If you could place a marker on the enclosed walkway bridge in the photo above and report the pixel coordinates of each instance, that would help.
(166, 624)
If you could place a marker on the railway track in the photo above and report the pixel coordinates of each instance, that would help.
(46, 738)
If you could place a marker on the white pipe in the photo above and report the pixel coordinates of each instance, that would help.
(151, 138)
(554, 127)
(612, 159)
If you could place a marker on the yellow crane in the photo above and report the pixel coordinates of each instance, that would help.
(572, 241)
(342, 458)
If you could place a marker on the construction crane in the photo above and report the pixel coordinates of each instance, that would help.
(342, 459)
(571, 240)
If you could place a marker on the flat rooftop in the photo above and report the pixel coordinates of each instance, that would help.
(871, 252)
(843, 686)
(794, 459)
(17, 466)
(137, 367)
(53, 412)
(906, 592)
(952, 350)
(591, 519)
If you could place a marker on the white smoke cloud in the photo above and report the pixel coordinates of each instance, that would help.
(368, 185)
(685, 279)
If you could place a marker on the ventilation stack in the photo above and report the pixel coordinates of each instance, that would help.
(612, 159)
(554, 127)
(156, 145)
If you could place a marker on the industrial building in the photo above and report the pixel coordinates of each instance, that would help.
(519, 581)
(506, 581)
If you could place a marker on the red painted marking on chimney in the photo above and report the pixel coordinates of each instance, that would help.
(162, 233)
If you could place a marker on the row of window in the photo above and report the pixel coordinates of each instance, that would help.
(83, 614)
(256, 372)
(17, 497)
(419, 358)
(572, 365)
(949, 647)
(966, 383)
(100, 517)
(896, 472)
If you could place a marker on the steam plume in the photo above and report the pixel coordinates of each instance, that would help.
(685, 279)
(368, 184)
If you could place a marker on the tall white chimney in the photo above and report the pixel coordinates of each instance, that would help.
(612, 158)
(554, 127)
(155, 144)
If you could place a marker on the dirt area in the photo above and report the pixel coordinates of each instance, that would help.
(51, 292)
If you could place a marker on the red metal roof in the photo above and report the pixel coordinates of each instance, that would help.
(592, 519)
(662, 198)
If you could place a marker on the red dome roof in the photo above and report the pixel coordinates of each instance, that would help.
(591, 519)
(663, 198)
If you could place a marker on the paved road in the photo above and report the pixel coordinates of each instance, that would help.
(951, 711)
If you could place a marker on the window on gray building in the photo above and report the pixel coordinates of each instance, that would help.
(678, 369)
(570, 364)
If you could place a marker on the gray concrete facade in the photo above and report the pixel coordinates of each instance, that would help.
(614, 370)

(The task): Output exactly the lines from the one containing "If you could place a marker on the gray" through the last line of the entries, both ends included.

(Written response):
If you could place a marker on the gray concrete facade in the photo above and report the pixel coordinates of each instance, that would help.
(614, 370)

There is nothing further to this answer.